I should note that, as someone who was there, that anti-terrorism legislation was much more complex and difficult for MPs to deal with. Australia was fortunate not to have a long history of political violence. We did not have an established structure for many of those things, and the bills that we have here today are very different. They do not come out of nowhere at all, as some of those anti-terrorism bills did; rather, they come out of a very clear and comprehensive process through the rapid review and through the education ministers meetings that this government has been clear about in its detail for months.
I do want to turn to that detail and firstly deal with the first bill, the one that relates to the national law. I think it is very important to remember that our early childhood education and care sector is very substantially governed by Commonwealth and federal arrangements, and indeed those horrific revelations that I touched on occurred largely, I believe, in long day care centres, which of course operate under both those frameworks, state and federal, and where the staff working under them are the same people.
The government is implementing all 22 recommendations of the rapid review conducted by Jay Weatherill and Pam White, but I do want in addressing this package to begin with recommendation 1, which makes the safety, rights and best interests of children the paramount consideration for staff right across our early childhood sector. We see in part 4, clause 61 of the bill that it makes that important change of principle by changing the national law. I did notice that the opposition’s lead speaker came to this very important principle last, but for those of us in the Labor Party, I think it is something that we would rightfully put first. It is very close to the heart I know of the minister and is very important for the government. I will not repeat all the observations that the review had to make about the evolution of the for-profit part of the sector, particularly under the Howard government, but just say that we very strongly support this recommendation and that we implement it here in exactly the way that the education ministers meeting in August said that we would.
I will not, given the constraints of time, go through all the clauses of that early childhood legislation amendment bill but just point out that they all go back to those communiques of the education ministers meeting, which we have all been able to read for months now on the internet, and indeed the decision regulation impact statement that they put out. A big bulk action of that bill deals with increasing penalties and banning the use of personal devices, which is already in place of course here in Victoria, and then it establishes the national early childhood worker register. Critically, again, that is not something that should come as a surprise to anyone in this place who has been following the debate. Of course it is something that not only is in place in Victoria but is dealt with in the VECRA bill that we have in front of us, which not only implements that exact recommendation as a matter of national law but sets out the details of how it will be implemented here in Victoria.
Dealing with that second bill, it of course also implements recommendation 9 of the review, which relates to establishing the independent early childhood education and care regulator. The government made very clear we would do that through a standalone act, and the second bill we have before us does exactly that.
Finally, the third bill that we have before us, the SSR bill, makes a number of important and concurrent changes to services that come under the disability portfolio. I will leave some other speakers to touch on them. They are of course very important to us as the government. But I do, in terms of making the argument I am making about the substance and the process we have been through here, want to focus on those parts that originated from the rapid review and particularly to highlight recommendations in part 8 of that review, which deal with establishing a new shared intelligence and risk assessment capability. I have had some exposure in my previous life to this sort of work. It is not easy work when we are looking to predict and prevent this sort of behaviour, and it is certainly work where you look to have the widest range of data available to you, but of course you are always conscious of the principles in the Privacy Act 1988 and similar principles in state-based regulation. I think what has been done very well here in the bill in front of us is to ensure that not only are those important data sources integrated, which is very important when you are doing this work, but that, as anyone who has done it knows and as the review makes clear in part 8, that integration of your IT systems and your data goes hand in hand with organisational integration as well. That is why we see of course the worker screening unit, the reportable conduct scheme, the child safe standards and so forth. All of those bits are being moved across in that SSR bill.

::::

#### [Goals]
**1.** According to the parliamentary speech, who conducted the rapid review whose recommendations the government is implementing?
**2.** Retype the parliamentary speech from "I do want to" to "the same people.".
The entries that come next are separate material, distinct from the parliamentary speech.

::::

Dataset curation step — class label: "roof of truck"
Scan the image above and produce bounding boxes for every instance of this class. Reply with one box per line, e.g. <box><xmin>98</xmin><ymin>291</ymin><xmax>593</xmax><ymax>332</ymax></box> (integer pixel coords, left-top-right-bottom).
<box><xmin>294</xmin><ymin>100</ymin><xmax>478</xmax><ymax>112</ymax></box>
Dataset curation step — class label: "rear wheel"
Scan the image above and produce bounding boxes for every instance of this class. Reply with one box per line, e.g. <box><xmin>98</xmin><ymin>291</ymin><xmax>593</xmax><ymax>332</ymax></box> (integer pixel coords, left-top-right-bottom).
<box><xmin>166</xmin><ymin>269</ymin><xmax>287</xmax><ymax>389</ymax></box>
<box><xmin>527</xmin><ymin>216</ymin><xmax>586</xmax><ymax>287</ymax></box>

::::

#### [The replies]
**1.** Jay Weatherill and Pam White.

**2.**
I do want to turn to that detail and firstly deal with the first bill, the one that relates to the national law. I think it is very important to remember that our early childhood education and care sector is very substantially governed by Commonwealth and federal arrangements, and indeed those horrific revelations that I touched on occurred largely, I believe, in long day care centres, which of course operate under both those frameworks, state and federal, and where the staff working under them are the same people.